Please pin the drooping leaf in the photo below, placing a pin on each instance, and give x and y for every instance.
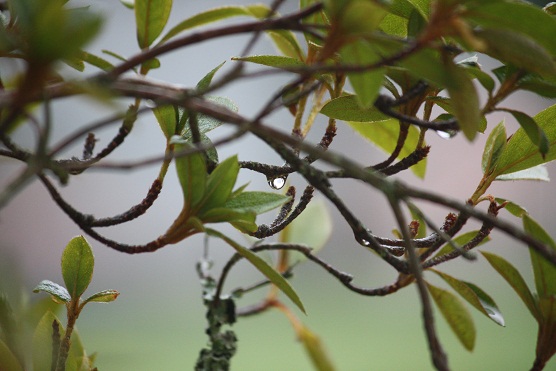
(151, 17)
(474, 296)
(544, 271)
(514, 278)
(346, 108)
(77, 266)
(456, 315)
(104, 296)
(42, 341)
(276, 278)
(58, 293)
(385, 133)
(520, 153)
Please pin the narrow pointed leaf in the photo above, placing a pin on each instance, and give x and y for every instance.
(59, 293)
(276, 278)
(514, 278)
(544, 271)
(77, 266)
(456, 315)
(104, 296)
(474, 296)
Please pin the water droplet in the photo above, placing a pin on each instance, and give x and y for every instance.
(277, 182)
(448, 134)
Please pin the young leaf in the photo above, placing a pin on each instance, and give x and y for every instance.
(151, 17)
(385, 134)
(77, 266)
(104, 296)
(514, 278)
(366, 84)
(276, 278)
(58, 293)
(456, 315)
(474, 296)
(346, 108)
(520, 153)
(544, 271)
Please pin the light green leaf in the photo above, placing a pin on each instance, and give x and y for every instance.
(151, 17)
(8, 360)
(474, 296)
(59, 294)
(512, 207)
(520, 153)
(77, 266)
(456, 315)
(366, 84)
(104, 296)
(346, 108)
(258, 202)
(385, 133)
(276, 278)
(493, 147)
(514, 278)
(539, 172)
(42, 341)
(544, 271)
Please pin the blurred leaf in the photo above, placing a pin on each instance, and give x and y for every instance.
(456, 315)
(77, 266)
(42, 342)
(104, 296)
(366, 84)
(385, 135)
(512, 207)
(544, 271)
(8, 360)
(538, 172)
(494, 146)
(346, 108)
(520, 153)
(474, 296)
(59, 294)
(276, 278)
(315, 349)
(151, 17)
(514, 278)
(258, 202)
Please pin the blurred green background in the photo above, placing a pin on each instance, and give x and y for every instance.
(158, 321)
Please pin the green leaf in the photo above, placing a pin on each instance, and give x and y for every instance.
(204, 83)
(346, 108)
(315, 349)
(273, 276)
(257, 202)
(544, 271)
(42, 341)
(385, 133)
(465, 101)
(520, 153)
(104, 296)
(512, 207)
(8, 360)
(366, 84)
(520, 50)
(77, 266)
(474, 296)
(538, 172)
(533, 131)
(151, 17)
(59, 294)
(514, 278)
(456, 315)
(493, 148)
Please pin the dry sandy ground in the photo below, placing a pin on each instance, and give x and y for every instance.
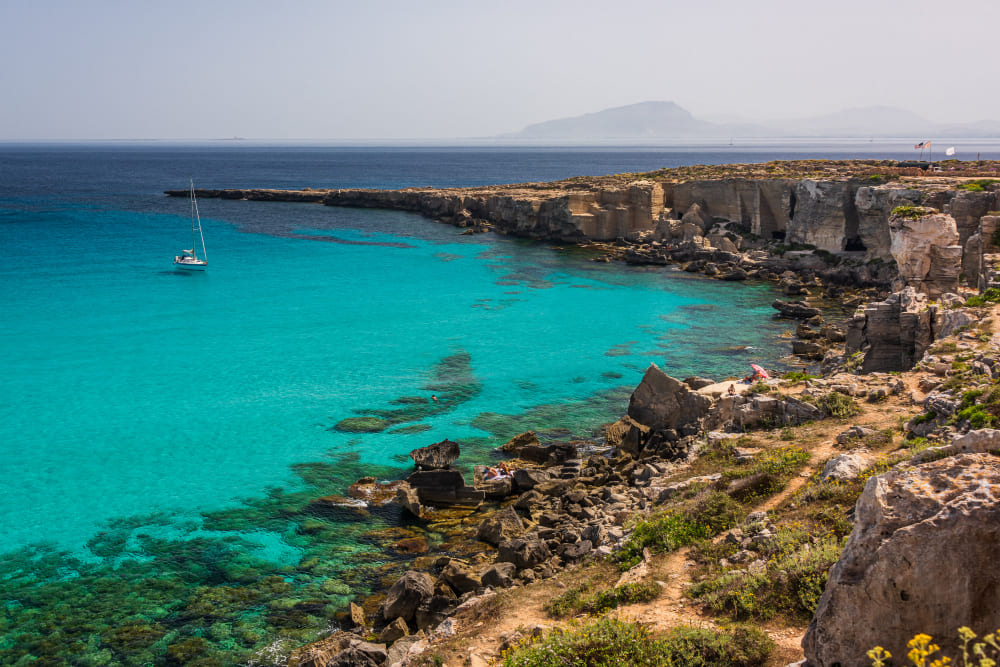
(477, 641)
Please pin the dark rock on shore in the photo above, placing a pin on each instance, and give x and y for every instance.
(438, 456)
(799, 310)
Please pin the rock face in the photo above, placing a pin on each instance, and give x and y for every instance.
(895, 333)
(921, 558)
(406, 595)
(825, 215)
(874, 204)
(662, 402)
(927, 251)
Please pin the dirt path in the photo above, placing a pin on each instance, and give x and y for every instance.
(478, 640)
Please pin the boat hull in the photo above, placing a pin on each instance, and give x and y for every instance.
(190, 265)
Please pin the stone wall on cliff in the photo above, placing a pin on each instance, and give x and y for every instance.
(920, 559)
(825, 215)
(925, 245)
(763, 207)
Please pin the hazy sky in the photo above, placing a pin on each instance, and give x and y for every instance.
(202, 69)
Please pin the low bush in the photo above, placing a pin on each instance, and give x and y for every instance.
(980, 654)
(789, 584)
(608, 641)
(662, 533)
(990, 295)
(673, 529)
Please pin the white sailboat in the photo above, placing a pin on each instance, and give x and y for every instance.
(188, 259)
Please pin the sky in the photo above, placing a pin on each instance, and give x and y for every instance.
(442, 69)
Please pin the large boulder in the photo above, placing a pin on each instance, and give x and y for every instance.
(437, 456)
(893, 333)
(514, 445)
(360, 654)
(500, 526)
(799, 310)
(406, 595)
(925, 245)
(921, 559)
(524, 553)
(662, 402)
(460, 577)
(824, 214)
(444, 488)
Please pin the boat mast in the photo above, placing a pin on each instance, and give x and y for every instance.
(196, 218)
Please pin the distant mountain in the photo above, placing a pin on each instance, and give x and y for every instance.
(665, 120)
(646, 120)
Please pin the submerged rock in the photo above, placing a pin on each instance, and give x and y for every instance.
(438, 456)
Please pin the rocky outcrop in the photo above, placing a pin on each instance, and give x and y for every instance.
(921, 558)
(438, 456)
(444, 488)
(873, 205)
(741, 412)
(406, 595)
(894, 334)
(927, 251)
(799, 310)
(825, 215)
(663, 403)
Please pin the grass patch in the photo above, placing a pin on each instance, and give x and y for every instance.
(579, 599)
(673, 529)
(911, 212)
(990, 295)
(608, 641)
(788, 585)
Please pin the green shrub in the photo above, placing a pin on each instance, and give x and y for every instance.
(790, 584)
(663, 533)
(978, 185)
(921, 650)
(991, 295)
(911, 212)
(606, 641)
(740, 646)
(673, 529)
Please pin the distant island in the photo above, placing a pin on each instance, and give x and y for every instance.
(666, 120)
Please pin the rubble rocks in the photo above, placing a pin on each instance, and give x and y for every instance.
(662, 402)
(406, 595)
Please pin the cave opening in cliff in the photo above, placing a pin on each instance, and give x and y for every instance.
(854, 244)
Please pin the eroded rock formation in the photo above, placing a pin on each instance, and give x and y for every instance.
(921, 558)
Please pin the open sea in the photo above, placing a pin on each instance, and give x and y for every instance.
(165, 436)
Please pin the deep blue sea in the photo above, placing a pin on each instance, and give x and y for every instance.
(165, 435)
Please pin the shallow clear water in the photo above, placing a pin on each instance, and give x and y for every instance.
(169, 432)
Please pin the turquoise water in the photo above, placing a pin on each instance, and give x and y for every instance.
(164, 434)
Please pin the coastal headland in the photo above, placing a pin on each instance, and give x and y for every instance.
(808, 517)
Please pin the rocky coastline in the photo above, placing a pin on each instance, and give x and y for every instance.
(897, 428)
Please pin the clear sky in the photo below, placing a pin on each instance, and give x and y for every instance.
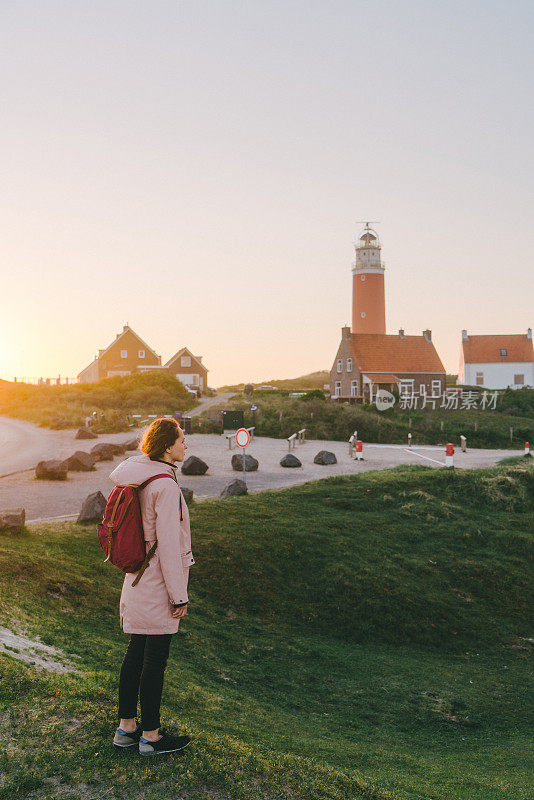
(196, 169)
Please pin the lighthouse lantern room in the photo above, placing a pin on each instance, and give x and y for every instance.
(368, 297)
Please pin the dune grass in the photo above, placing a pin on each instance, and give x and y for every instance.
(113, 399)
(360, 636)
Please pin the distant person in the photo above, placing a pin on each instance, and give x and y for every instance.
(151, 610)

**EXERCISE BRIEF**
Keep the pictures out of the copy and return the rest of the data above exactly.

**RESPONSE TO THIS TASK**
Please pin the drooping leaf in the photo below, placing a pin on each instance, and give x and y for every instance.
(151, 17)
(474, 296)
(544, 271)
(514, 278)
(346, 108)
(77, 266)
(456, 315)
(104, 296)
(42, 341)
(276, 278)
(58, 293)
(385, 133)
(520, 153)
Please pin the narrow pointed leaf in the photo above, placing a pin on each instance, and give x and y for every instance.
(59, 293)
(276, 278)
(514, 278)
(544, 271)
(77, 266)
(456, 315)
(104, 296)
(474, 296)
Please pin the water droplet in the photo above, placing a pin on each instance, and give x and y for every instance.
(277, 182)
(448, 134)
Please pin the young leaf in the photo above, placing a pin on each instance, and give x and y for every instance.
(151, 17)
(385, 134)
(77, 266)
(104, 296)
(514, 278)
(366, 84)
(276, 278)
(58, 293)
(456, 315)
(474, 296)
(346, 108)
(520, 153)
(544, 271)
Please pin the light green leaf in the photo above, placing a pin on each instance, and give x and y for every instance.
(151, 17)
(8, 360)
(474, 296)
(59, 294)
(512, 207)
(520, 153)
(77, 266)
(456, 315)
(366, 84)
(104, 296)
(346, 108)
(258, 202)
(385, 133)
(276, 278)
(493, 147)
(514, 278)
(539, 172)
(42, 341)
(544, 271)
Please pin the blurred leaf in the photo above, placing a pin on each instance, and give x and y for every instance.
(456, 315)
(77, 266)
(42, 342)
(104, 296)
(366, 84)
(385, 135)
(512, 207)
(544, 271)
(8, 360)
(538, 172)
(494, 146)
(346, 108)
(520, 153)
(474, 296)
(59, 294)
(276, 278)
(315, 349)
(151, 17)
(514, 278)
(258, 202)
Please pin the blurred green background in the photo above, placing a pin on each instance, and give x and y for every instance.
(158, 321)
Please pin the green leaf in the photo above, placing a pin on each instance, and give x and y for every instance.
(204, 83)
(346, 108)
(315, 349)
(273, 276)
(257, 202)
(544, 271)
(42, 341)
(385, 133)
(465, 101)
(520, 153)
(104, 296)
(512, 207)
(8, 360)
(366, 84)
(520, 50)
(77, 266)
(474, 296)
(538, 172)
(533, 131)
(151, 17)
(59, 294)
(514, 278)
(456, 315)
(493, 148)
Please pin the dry sandy ground in the photo below, placing a pin on each instance, and give x and y for every instance.
(477, 641)
Please pin the dark rock on shore in the photo above, placing a pin on each instance, and give x and y for every instance.
(438, 456)
(799, 310)
Please pin the rock face in the photo above, placing a pin on each instance, and give x and y for every instance.
(895, 333)
(921, 558)
(406, 595)
(825, 215)
(874, 204)
(662, 402)
(927, 251)
Please pin the dirt path in the photo above, placing a pin on each instance, and give x and y for every instance.
(478, 640)
Please pin the boat hull in the photo above, placing a pin on each instance, and give x and y for every instance.
(190, 265)
Please pin the stone wall on cliff in the photo above, placing a pin on each instance, and give x and y for every instance.
(920, 559)
(825, 215)
(925, 245)
(763, 207)
Please pin the hazy sky in the photo above, placing a pin on each instance, and give x and y for every instance.
(202, 69)
Please pin the low bush in the photo above, placing a pin on each instance, and give x and y for every instance.
(980, 654)
(789, 584)
(608, 641)
(662, 533)
(990, 295)
(673, 529)
Please pin the white sailboat in the photo above, placing a pin on each instance, and give x and y for every instance.
(188, 259)
Please pin the sky in the photo above, placing a pin on each instance, and give x and y for every instance.
(442, 69)
Please pin the large boulder in the photo above, placing a pin on each instance, and give x and y for every instance.
(437, 456)
(893, 333)
(514, 445)
(360, 654)
(500, 526)
(799, 310)
(406, 595)
(925, 245)
(921, 559)
(524, 553)
(662, 402)
(460, 577)
(824, 214)
(444, 488)
Please pin the boat mast in the photo above, placing a pin on each instance, and give x and y for every instance.
(196, 218)
Please pin the distant mountain in the photo above, placing a pin on each instance, and give x and y for every instance.
(665, 120)
(646, 120)
Please pin the submerged rock in the photo above, placing a pin on each instance, and give x and y for every instance.
(438, 456)
Please pin the rocky outcrop in the photo above, placing a pin on each instance, and give x and y for every instance.
(921, 558)
(438, 456)
(444, 488)
(873, 205)
(741, 412)
(406, 595)
(894, 334)
(927, 251)
(799, 310)
(825, 215)
(663, 403)
Please pin the grass patch in the photo above, placing a pin on each instance, and give x and y for every instance.
(579, 599)
(673, 529)
(911, 212)
(990, 295)
(608, 641)
(788, 585)
Please pin the green shrub in the photo above, placing a pin on each instance, and give x and y for every instance.
(790, 584)
(663, 533)
(978, 185)
(921, 650)
(991, 295)
(911, 212)
(606, 641)
(740, 646)
(673, 529)
Please pin the distant island in the photo above, placing a pin on each instance, and give x and y for every instance.
(666, 120)
Please pin the rubble rocks in the photo above, placing a pin on each instance, and give x and y for every instance.
(662, 402)
(406, 595)
Please pin the cave opening in cliff in the photo above, placing a pin on each instance, and give x and y for every instance.
(854, 244)
Please pin the eroded rock formation in the photo above, placing a pin on each instance, and give x and y for every instance.
(921, 558)
Please pin the open sea in the photo above, placing a pin on each instance, and give x and y for every instance.
(165, 436)
Please pin the deep blue sea in the photo above, placing a pin on each instance, and give x and y for every instance.
(165, 435)
Please pin the shallow clear water in the photo above, placing a pin on each instance, and give x and y for every instance.
(169, 432)
Please pin the turquoise water in the photo above, placing a pin on each instance, and give x and y for every instance.
(164, 434)
Please pin the coastal headland in the photo above, placing a pin on each instance, and give x and y for every instance.
(808, 517)
Please pin the rocky coastline in the photo above, placing a pin on each instance, and give x and y for every instance.
(897, 428)
Please pin the clear sky in the photo below, placing a pin on each instance, and give x and y for every instance.
(196, 169)
Please pin the lighthouse lantern room in the photo above, placing a pin on each instance, and give x and y for every instance.
(368, 297)
Please pin the dune grass in the photo above, placing a pin on each instance, and give x and y for every instance.
(113, 399)
(360, 636)
Please pin the distant person in the photo above, placing a pin on each instance, and give x and y for every instance.
(151, 610)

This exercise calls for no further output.